▶ BRIEF: Word for word, reproduce every line of the data below.

####

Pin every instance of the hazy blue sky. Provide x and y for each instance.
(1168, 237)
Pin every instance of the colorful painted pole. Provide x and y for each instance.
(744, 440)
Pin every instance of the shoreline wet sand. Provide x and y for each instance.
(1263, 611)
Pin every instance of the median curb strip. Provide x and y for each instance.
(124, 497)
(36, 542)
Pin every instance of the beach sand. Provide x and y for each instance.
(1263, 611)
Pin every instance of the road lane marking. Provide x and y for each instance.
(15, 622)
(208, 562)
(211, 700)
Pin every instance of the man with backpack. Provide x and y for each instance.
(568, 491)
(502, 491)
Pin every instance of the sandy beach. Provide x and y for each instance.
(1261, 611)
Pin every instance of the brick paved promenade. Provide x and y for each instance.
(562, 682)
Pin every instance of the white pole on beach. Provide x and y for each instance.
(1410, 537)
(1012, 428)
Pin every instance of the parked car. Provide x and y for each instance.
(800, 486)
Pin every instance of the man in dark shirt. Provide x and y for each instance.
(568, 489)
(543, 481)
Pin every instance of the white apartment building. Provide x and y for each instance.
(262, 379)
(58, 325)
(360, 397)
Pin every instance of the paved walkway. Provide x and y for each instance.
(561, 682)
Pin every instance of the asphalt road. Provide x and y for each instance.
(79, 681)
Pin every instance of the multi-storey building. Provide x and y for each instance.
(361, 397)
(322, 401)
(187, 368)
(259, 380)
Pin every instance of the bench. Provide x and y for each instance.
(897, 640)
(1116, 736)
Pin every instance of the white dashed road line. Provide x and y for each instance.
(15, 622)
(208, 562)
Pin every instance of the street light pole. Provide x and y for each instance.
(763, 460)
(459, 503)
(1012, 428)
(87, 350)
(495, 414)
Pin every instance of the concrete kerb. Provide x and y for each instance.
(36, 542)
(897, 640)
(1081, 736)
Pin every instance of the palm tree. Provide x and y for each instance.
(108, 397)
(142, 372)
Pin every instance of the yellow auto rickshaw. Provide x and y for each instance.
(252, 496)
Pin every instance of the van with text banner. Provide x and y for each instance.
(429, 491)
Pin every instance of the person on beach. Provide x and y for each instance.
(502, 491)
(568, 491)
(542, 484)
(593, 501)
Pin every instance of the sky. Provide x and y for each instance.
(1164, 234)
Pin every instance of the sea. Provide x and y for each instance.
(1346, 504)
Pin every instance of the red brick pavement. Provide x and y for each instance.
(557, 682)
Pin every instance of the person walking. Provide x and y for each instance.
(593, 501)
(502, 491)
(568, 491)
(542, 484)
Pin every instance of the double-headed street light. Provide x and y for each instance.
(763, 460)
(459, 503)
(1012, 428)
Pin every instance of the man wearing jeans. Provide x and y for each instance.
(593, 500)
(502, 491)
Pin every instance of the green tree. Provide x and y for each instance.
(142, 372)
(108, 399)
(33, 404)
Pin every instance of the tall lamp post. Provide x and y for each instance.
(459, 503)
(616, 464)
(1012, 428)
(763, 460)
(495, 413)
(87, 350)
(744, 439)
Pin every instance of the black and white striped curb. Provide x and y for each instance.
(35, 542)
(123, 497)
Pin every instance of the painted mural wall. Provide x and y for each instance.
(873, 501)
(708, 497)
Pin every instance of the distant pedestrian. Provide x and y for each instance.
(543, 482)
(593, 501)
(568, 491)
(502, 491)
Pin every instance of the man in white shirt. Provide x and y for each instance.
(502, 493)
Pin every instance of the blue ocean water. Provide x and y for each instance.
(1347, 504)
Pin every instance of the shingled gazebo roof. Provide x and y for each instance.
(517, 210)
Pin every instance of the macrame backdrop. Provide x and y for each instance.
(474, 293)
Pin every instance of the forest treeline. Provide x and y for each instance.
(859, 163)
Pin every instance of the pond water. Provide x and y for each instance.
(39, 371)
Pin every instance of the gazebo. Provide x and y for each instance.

####

▶ TASK ANSWER:
Pin every instance of the hazy blue sky. Provide x and y for each instance.
(1168, 237)
Pin every instance of the colorful painted pole. Provide x and y for each instance.
(744, 440)
Pin every instance of the shoreline wet sand. Provide x and y for each instance.
(1263, 611)
Pin every instance of the median curb strip. Provide x and y for each instance.
(124, 497)
(36, 542)
Pin every instance of the beach sand. Provide x and y for each instance.
(1263, 611)
Pin every instance of the road lane marking. Provide x and y for each instance.
(15, 622)
(208, 562)
(211, 700)
Pin every instance of the man with backpack. Provide x and y for each instance.
(568, 491)
(502, 491)
Pin every instance of the sandy beach. Provide x and y for each instance.
(1261, 611)
Pin every instance of the brick paved promenade. Provide x and y for each instance.
(562, 682)
Pin every instance of the white pole on beach. Provide x and y for each instance.
(1410, 537)
(1012, 428)
Pin every instance of the parked car. Provide x and y for each instance.
(800, 486)
Pin every instance of the man in dark shirt. Provide x and y for each instance.
(568, 489)
(543, 481)
Pin every instance of the white apartment building. Provide x and y for each instance.
(262, 379)
(58, 325)
(360, 397)
Pin every instance of the paved walkway. Provide x and y for each instance.
(561, 682)
Pin every instance of the asphalt road. Provide x and y for each instance.
(79, 681)
Pin every instance of the multi-storey building. Provide x and y for each instance.
(361, 397)
(322, 401)
(187, 368)
(259, 380)
Pin every instance of the bench. Provide x and y for each instance.
(897, 640)
(1116, 736)
Pin every instance of the white dashed road line. Provide x and y for each instance.
(15, 622)
(208, 562)
Pin every instance of the street light pole. Provide x and y for each instance.
(763, 460)
(459, 503)
(1012, 428)
(87, 350)
(495, 414)
Pin every instance of the concrete kerb. Provide x and y for each instance.
(36, 542)
(897, 640)
(1081, 736)
Pin every instance of the palm tree. Provide x and y for each instance.
(108, 397)
(142, 372)
Pin every instance of the yellow auto rickshaw. Provide x and y for each instance.
(252, 496)
Pin every instance of the van with text banner. Provide x and y for each instance.
(429, 491)
Pin every instance of the person on beach. Provide x and y for each instance.
(502, 491)
(568, 491)
(542, 484)
(593, 501)
Pin every instance of the sky. Provide x and y for each instance.
(1164, 234)
Pin every instance of the sea. Provide x and y for each instance.
(1346, 504)
Pin every instance of the red brick pavement. Provide x and y for each instance.
(557, 682)
Pin every instance of the person walking. Provide x and y for each instance.
(593, 501)
(502, 491)
(568, 491)
(542, 484)
Pin every instance of the double-headed street light. Provide x and y for each instance.
(763, 460)
(459, 503)
(1012, 428)
Pin every instance of the man wearing jeans. Provide x and y for each instance.
(593, 500)
(502, 491)
Pin every instance of the green tree. Provide x and y for each instance.
(142, 372)
(108, 399)
(33, 404)
Pin every instance of the tall lamp post. Provide x and y for each instance.
(459, 503)
(616, 464)
(1012, 428)
(763, 460)
(495, 413)
(87, 350)
(744, 439)
Pin every instance of the black and white striped curb. Provide x and y for each instance.
(35, 542)
(123, 497)
Pin every instance of the painted mural wall. Provide x and y for each instance.
(873, 501)
(708, 497)
Pin every instance of the distant pedestrian. Provide x and y for each instance.
(543, 482)
(593, 501)
(568, 491)
(502, 491)
Pin every instance of the man in white shirt. Provide x and y for each instance.
(502, 493)
Pin every instance of the blue ocean water. Provide x and y for each instance.
(1347, 504)
Pin every instance of the shingled gazebo roof. Provide x and y for each instance.
(517, 210)
Pin every instance of the macrame backdrop. Provide x and y for each instance.
(474, 293)
Pin every instance of the forest treeline. Provide x and y for each instance.
(859, 163)
Pin every instance of the pond water. Provide x and y for each instance.
(39, 371)
Pin every instance of the gazebo. Provide x and y for each instance.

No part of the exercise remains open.